(Challenge 1): In the text segment about Mr Rana's call, what full price per person did Ms Ellmers quote for attending the hypothetical?
(Challenge 2): Edit the text segment about Mr Rana's ticket: begin at the words that have "22                  Mr Rana" and stop after "Ms Kellie Willason.", swapping "registration desk" for "front counter".
(Challenge 3): Please resume the text about Mr Rana and the hypothetical from the point where it stops.

(Text segment):
22                  Mr Rana asked about the price for attendance at the hypothetical and Ms Ellmers told him that the full price was $45 per person. There was then a discussion about the discount available to alumni members of the University. Ms Ellmers obtained details of Mr Rana’s name and telephone number. Ms Ellmers told Mr Rana that he could pay by credit card by providing his details to her, or by cash. Mr Rana did not wish to pay by credit card and he said that he would pay by cash. Ms Ellmers said that she would see Mr Rana at the registration desk at the Convention Centre where he could pay cash for his ticket. There was never any mention by Mr Rana of a desire or wish to purchase ten tickets. Ms Ellmers did not at any time refer to Ms Kellie Willason.


23                  Some time after Ms Ellmers had finished her telephone conversation with Mr Rana, Ms McIver came into her office and saw that she had noted Mr Rana’s details. She told Ms Ellmers that she was concerned about Mr Rana attending the hypothetical. At some point, she told Ms Ellmers that she would be denying Mr Rana entry to the event and that if he approached Ms Ellmers she should refer him to her.

(Data extract):
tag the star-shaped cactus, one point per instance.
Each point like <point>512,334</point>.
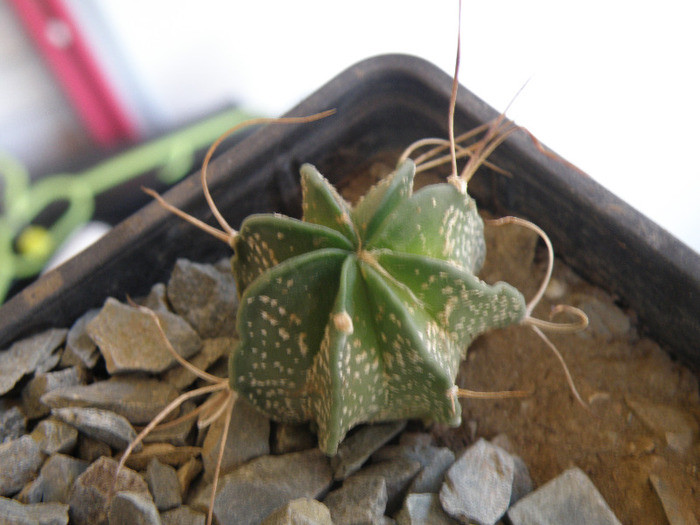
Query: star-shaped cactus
<point>363,314</point>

(Result 1): $45 per person.

(Result 2):
22                  Mr Rana asked about the price for attendance at the hypothetical and Ms Ellmers told him that the full price was $45 per person. There was then a discussion about the discount available to alumni members of the University. Ms Ellmers obtained details of Mr Rana’s name and telephone number. Ms Ellmers told Mr Rana that he could pay by credit card by providing his details to her, or by cash. Mr Rana did not wish to pay by credit card and he said that he would pay by cash. Ms Ellmers said that she would see Mr Rana at the front counter at the Convention Centre where he could pay cash for his ticket. There was never any mention by Mr Rana of a desire or wish to purchase ten tickets. Ms Ellmers did not at any time refer to Ms Kellie Willason.

(Result 3):
24                  Ms Ellmers left her place of work and arrived at the Convention Centre at about 5.00 pm. She went and sat at the registration desk at the Convention Centre. She saw a person, who Ms McIver later told her was Mr Rana, enter the Convention Centre. She saw Ms McIver have a conversation with Mr Rana and she was later told by Ms McIver that during the conversation she had told Mr Rana that he was not permitted to attend the hypothetical. Ms Ellmers said that the conversation was brief and not heated and that there were very few other people in the foyer. Mr Rana was alone and he left the Convention Centre alone. He was not escorted out by any other person.

25                  Ms Ellmers was the only person who dealt with cash payments and the issuing of receipts. Mr Rana did not pay her any money and the receipt which he produced to the Court (discussed in [26] and [27] below) was not the type of receipt used for cash purchases of tickets for the hypothetical.

26                  I have already summarised Mr Rana’s case (as set out in the statement of claim) in relation to his telephone conversation with Ms Ellmers. In his affidavit sworn on 28 March 2006 (Exhibit A1) he repeats those allegations. In his affidavit sworn on 10 April 2006 he states that he sent the sum of $350 for the tickets to Ms Ellmers and that a receipt was given to “us” by her representative. He exhibits a copy receipt to his affidavit. The copy receipt is undated and is numbered 151719. It shows the purported payment of the sum of $350. I will refer to this document as the “copy receipt”.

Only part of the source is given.